Pelé, résolument moderne

L’émergence de Pelé coïncide avec l’élection du président Juscelino Kubitschek, celui qui entend « faire progresser le Brésil de 50 ans en cinq ans ».

Pelé incarne un Brésil fantasmé, celui des années 1950 et du début des années 1960, entre deux crises politiques, quand le pays semble définitivement basculer dans la lumière et la modernité à coups de chantiers pharaoniques dont l’édification à marche forcée de Brasilia est le témoignage vertigineux.

Avec le président Kubitschek.

Edson Arantes do Nascimento arrive en 1956 à Santos, excroissance portuaire de São Paulo, cité tentaculaire que le gamin dévore de ses yeux émerveillés, accompagné par son père et Waldemar de Brito, l’ancien crack de la Seleção qui découvre la merveille. Santos vit alors dans le souvenir des années 1920 éclaboussées par le talent d’Araken et Feitiço, le diable travesti en footballeur. A ce moment-là, Brasilia n’est qu’une chimère, un rêve de politiciens. Hasard des conjonctions, la venue de Pelé correspond au retour de Santos au sommet, porté par une génération d’étoiles, Formiga, Alvaro, Zito, Vasconcelos et Del Vecchio, celui qui va bientôt être sacrifié, offrande aux dieux ayant mis Pelé sur le chemin du club alvinegro.

**À FAIRE:**
a - Recopiez le passage du texte sur Pelé qui commence aux mots « L’émergence de Pelé coïncide avec l’élection » et s'arrête après « le président Kubitschek. ».
b - Répondez aux questions suivantes d'après le texte sur Pelé.
(i) Quel président est élu au moment où Pelé émerge ?
(ii) Quelle ville, édifiée à marche forcée, est présentée comme le témoignage des chantiers pharaoniques ?
(iii) En quelle année Edson Arantes do Nascimento arrive-t-il à Santos ?

**SECTION DES DONNÉES:**
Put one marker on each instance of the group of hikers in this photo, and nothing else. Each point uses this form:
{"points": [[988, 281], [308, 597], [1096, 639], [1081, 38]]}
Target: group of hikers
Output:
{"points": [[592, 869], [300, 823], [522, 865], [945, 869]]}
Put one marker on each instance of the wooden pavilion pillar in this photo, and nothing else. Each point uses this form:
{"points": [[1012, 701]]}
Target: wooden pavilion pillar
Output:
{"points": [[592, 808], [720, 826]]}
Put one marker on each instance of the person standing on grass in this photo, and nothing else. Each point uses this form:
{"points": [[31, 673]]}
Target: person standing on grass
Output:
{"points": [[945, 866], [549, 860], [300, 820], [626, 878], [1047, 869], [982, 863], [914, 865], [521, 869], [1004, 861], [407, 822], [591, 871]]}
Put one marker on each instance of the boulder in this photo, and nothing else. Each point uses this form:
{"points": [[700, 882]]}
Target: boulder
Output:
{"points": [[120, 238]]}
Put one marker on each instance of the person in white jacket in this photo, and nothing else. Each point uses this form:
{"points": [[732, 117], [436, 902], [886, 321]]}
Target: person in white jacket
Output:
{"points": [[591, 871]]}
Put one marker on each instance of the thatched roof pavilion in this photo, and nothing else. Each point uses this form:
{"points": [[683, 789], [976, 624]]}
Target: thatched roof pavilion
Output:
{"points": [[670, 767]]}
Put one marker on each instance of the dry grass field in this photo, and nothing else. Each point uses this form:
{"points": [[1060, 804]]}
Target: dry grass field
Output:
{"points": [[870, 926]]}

**RÉSULTATS DES EXERCICES:**
a -
L’émergence de Pelé coïncide avec l’élection du président Juscelino Kubitschek, celui qui entend « faire progresser le Brésil de 50 ans en cinq ans ».

Pelé incarne un Brésil fantasmé, celui des années 1950 et du début des années 1960, entre deux crises politiques, quand le pays semble définitivement basculer dans la lumière et la modernité à coups de chantiers pharaoniques dont l’édification à marche forcée de Brasilia est le témoignage vertigineux.

Avec le président Kubitschek.

b -
(i) Juscelino Kubitschek.
(ii) Brasilia.
(iii) En 1956.